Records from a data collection
····················

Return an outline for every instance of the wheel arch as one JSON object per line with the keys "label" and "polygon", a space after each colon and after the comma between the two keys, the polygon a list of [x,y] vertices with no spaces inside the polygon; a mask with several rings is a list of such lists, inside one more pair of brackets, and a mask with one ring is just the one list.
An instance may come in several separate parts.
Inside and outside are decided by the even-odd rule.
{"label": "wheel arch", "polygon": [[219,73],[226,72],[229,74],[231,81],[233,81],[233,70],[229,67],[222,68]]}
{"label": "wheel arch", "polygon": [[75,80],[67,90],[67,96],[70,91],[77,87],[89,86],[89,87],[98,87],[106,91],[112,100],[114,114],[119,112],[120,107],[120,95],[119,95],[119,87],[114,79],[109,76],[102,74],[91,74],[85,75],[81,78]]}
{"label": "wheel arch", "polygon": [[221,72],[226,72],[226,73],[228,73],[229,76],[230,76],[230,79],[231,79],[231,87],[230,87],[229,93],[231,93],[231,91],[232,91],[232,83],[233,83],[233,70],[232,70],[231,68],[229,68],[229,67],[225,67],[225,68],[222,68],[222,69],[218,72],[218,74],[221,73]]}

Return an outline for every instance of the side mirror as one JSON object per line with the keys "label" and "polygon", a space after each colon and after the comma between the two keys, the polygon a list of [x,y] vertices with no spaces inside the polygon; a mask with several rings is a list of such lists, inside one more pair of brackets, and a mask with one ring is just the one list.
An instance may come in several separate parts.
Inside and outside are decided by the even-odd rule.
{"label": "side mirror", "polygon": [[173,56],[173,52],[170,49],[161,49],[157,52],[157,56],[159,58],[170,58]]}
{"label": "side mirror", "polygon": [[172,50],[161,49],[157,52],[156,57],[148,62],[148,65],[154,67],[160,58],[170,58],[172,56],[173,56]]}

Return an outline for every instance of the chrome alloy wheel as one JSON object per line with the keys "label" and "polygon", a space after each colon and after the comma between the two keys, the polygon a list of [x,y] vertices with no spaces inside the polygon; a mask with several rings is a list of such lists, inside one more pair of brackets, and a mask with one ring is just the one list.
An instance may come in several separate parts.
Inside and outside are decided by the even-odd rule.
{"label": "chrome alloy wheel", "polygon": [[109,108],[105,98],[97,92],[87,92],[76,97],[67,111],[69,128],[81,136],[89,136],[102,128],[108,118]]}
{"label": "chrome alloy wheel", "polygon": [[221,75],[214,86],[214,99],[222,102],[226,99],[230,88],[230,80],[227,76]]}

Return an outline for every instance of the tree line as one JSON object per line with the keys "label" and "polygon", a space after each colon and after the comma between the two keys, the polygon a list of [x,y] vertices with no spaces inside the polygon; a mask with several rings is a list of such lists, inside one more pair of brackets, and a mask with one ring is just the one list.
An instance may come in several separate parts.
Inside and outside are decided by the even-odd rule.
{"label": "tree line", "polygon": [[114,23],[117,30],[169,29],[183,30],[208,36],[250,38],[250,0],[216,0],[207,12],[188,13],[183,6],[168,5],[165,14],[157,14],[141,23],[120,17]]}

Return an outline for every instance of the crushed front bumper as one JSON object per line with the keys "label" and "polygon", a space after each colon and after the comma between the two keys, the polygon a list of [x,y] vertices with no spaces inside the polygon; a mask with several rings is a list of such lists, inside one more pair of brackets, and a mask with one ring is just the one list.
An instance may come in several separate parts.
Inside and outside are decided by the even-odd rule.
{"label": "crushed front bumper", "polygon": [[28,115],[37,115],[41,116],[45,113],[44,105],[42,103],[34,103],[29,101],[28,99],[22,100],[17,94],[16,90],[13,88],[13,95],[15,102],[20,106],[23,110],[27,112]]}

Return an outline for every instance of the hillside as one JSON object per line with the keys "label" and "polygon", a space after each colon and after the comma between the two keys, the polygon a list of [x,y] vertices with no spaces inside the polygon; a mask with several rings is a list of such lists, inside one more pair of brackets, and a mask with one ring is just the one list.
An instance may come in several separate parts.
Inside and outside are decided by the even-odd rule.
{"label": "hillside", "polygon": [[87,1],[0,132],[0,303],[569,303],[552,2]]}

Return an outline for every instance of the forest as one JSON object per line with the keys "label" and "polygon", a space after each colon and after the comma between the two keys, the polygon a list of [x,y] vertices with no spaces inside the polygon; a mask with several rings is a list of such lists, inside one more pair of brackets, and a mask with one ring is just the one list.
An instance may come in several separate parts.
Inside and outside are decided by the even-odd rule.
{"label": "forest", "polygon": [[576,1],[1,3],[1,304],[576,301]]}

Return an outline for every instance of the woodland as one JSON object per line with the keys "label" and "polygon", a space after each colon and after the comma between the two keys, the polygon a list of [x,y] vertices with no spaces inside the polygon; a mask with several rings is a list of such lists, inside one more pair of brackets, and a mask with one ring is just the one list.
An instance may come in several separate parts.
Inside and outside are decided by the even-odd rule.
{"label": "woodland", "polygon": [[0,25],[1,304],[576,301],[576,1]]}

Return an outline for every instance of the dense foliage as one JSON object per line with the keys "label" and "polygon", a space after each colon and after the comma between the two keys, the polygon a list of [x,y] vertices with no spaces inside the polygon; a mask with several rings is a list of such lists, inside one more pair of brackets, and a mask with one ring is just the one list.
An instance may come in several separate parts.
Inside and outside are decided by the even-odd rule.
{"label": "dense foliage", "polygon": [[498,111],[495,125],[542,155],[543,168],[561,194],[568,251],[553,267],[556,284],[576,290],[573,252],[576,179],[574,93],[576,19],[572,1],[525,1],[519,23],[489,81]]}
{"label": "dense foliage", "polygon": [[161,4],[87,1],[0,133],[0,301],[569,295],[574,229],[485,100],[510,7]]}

····················

▸ ACTIVITY: Every entry needs to be retyped exactly.

▸ RESPONSE TO THIS EXERCISE:
Return an outline for every instance of the wheel arch as one JSON object per line with the keys "label" and "polygon", a space after each colon and after the comma between the two keys, the polygon a list of [x,y] vertices with no spaces inside the polygon; a mask with several rings is a list of such lists, inside one more pair of brackets, and a mask with one ring is just the one list.
An instance may come in several separate parts.
Inside and outside are decided by the even-odd rule.
{"label": "wheel arch", "polygon": [[219,73],[226,72],[229,74],[231,81],[233,81],[233,70],[229,67],[222,68]]}
{"label": "wheel arch", "polygon": [[75,80],[67,90],[67,96],[70,91],[77,87],[89,86],[89,87],[98,87],[106,91],[112,100],[114,114],[119,112],[120,107],[120,95],[119,95],[119,87],[114,79],[109,76],[102,74],[91,74],[85,75],[81,78]]}
{"label": "wheel arch", "polygon": [[221,72],[226,72],[226,73],[228,73],[229,76],[230,76],[230,79],[231,79],[231,87],[230,87],[229,93],[231,93],[231,91],[232,91],[232,83],[233,83],[233,70],[232,70],[231,68],[229,68],[229,67],[225,67],[225,68],[222,68],[222,69],[218,72],[218,74],[221,73]]}

Return an outline for every instance of the side mirror as one JSON object per line with the keys "label" and "polygon", a space after each colon and after the comma between the two keys, the polygon a list of [x,y] vertices with no spaces inside the polygon; a mask with several rings is a list of such lists, inside one more pair of brackets, and a mask with one ring is just the one list.
An instance may come in several separate parts.
Inside and outside are decided by the even-odd rule.
{"label": "side mirror", "polygon": [[173,56],[173,52],[170,49],[161,49],[157,52],[157,56],[159,58],[170,58]]}
{"label": "side mirror", "polygon": [[172,50],[161,49],[157,52],[156,57],[148,62],[148,65],[154,67],[160,58],[170,58],[172,56],[173,56]]}

Return an outline for every instance of the chrome alloy wheel as one JSON object per line with the keys "label" and "polygon", a space after each colon and after the comma between the two keys, the polygon a list of [x,y] vertices with no spaces inside the polygon; a mask with several rings is a list of such lists, inside one more pair of brackets, and a mask with one ring is just the one list.
An instance may come in several separate parts.
Inside and outside are decided by the even-odd rule.
{"label": "chrome alloy wheel", "polygon": [[109,108],[105,98],[97,92],[87,92],[76,97],[67,111],[69,128],[81,136],[89,136],[102,128],[108,118]]}
{"label": "chrome alloy wheel", "polygon": [[221,75],[214,86],[214,99],[222,102],[226,99],[230,88],[230,80],[227,76]]}

Return an outline for every instance of the tree line as one JSON object per line with the keys "label" and "polygon", a space after each colon and after the comma between the two keys, the polygon a list of [x,y] vertices with no spaces inside the polygon; a mask with several rings is a list of such lists, inside one more pair of brackets, and a mask with one ring is just the one list.
An instance may come in several separate parts.
Inside and outside are decided by the even-odd rule.
{"label": "tree line", "polygon": [[114,23],[117,30],[169,29],[183,30],[208,36],[250,38],[250,0],[216,0],[207,12],[188,13],[183,6],[168,5],[165,14],[157,14],[141,23],[120,17]]}

Return an outline for every instance of the crushed front bumper as one JSON object per line with the keys "label" and "polygon", a space after each colon and after the comma between the two keys, the polygon a list of [x,y] vertices with no spaces inside the polygon; a mask with several rings is a list of such lists, inside one more pair of brackets, and a mask with one ring is just the one list.
An instance may come in several separate parts.
Inside and outside are decided by the even-odd rule.
{"label": "crushed front bumper", "polygon": [[28,115],[37,115],[41,116],[45,113],[44,105],[42,103],[34,103],[29,101],[28,99],[22,100],[17,94],[16,90],[13,88],[13,95],[15,102],[20,106],[23,110],[27,112]]}

Return an outline for every instance of the hillside as one JSON object per line with the keys "label" and "polygon", a space after each colon and after the comma between the two keys, the polygon a list of [x,y] vertices with no spaces inside the polygon; a mask with several rings is a list of such lists, inside one more pair of brackets, and a mask with one ring is just the one list.
An instance may come in several separate parts.
Inside and outside are decided by the even-odd rule.
{"label": "hillside", "polygon": [[87,1],[0,132],[0,303],[569,303],[552,2]]}

Return an outline for every instance of the forest as one JSON object per line with the keys "label" and "polygon", a space after each colon and after the comma between the two keys, the polygon a list of [x,y] vertices with no spaces inside the polygon; a mask with several rings is a list of such lists, inside one more pair of brackets, and a mask with one ring is just the one list.
An instance may come in several separate parts.
Inside and outside are decided by the even-odd rule.
{"label": "forest", "polygon": [[576,1],[1,3],[1,304],[576,301]]}

Return an outline for every instance of the woodland as one JSON object per line with the keys "label" and "polygon", a space after each colon and after the comma between the two keys, the polygon a list of [x,y] vertices with no spaces inside the polygon; a mask with several rings is a list of such lists, inside one more pair of brackets, and a mask with one ring is just the one list.
An instance may come in several separate parts.
Inside and outside are decided by the even-odd rule.
{"label": "woodland", "polygon": [[0,25],[1,304],[576,301],[576,1]]}

Return an outline for every instance of the dense foliage as one JSON object per line with the keys "label" and "polygon", a space after each colon and after the comma between the two keys, the polygon a list of [x,y] vertices with no spaces inside the polygon; a mask with several rings is a list of such lists, inside one more pair of brackets, and a mask with one ring is just the one list.
An instance may come in several separate parts.
Inside and outside are decided by the even-odd rule.
{"label": "dense foliage", "polygon": [[498,111],[495,125],[542,155],[543,168],[561,194],[568,251],[553,267],[556,284],[576,290],[573,252],[576,179],[574,93],[576,19],[572,1],[525,1],[519,23],[489,81]]}
{"label": "dense foliage", "polygon": [[161,4],[87,1],[0,133],[0,301],[569,295],[574,229],[485,100],[510,7]]}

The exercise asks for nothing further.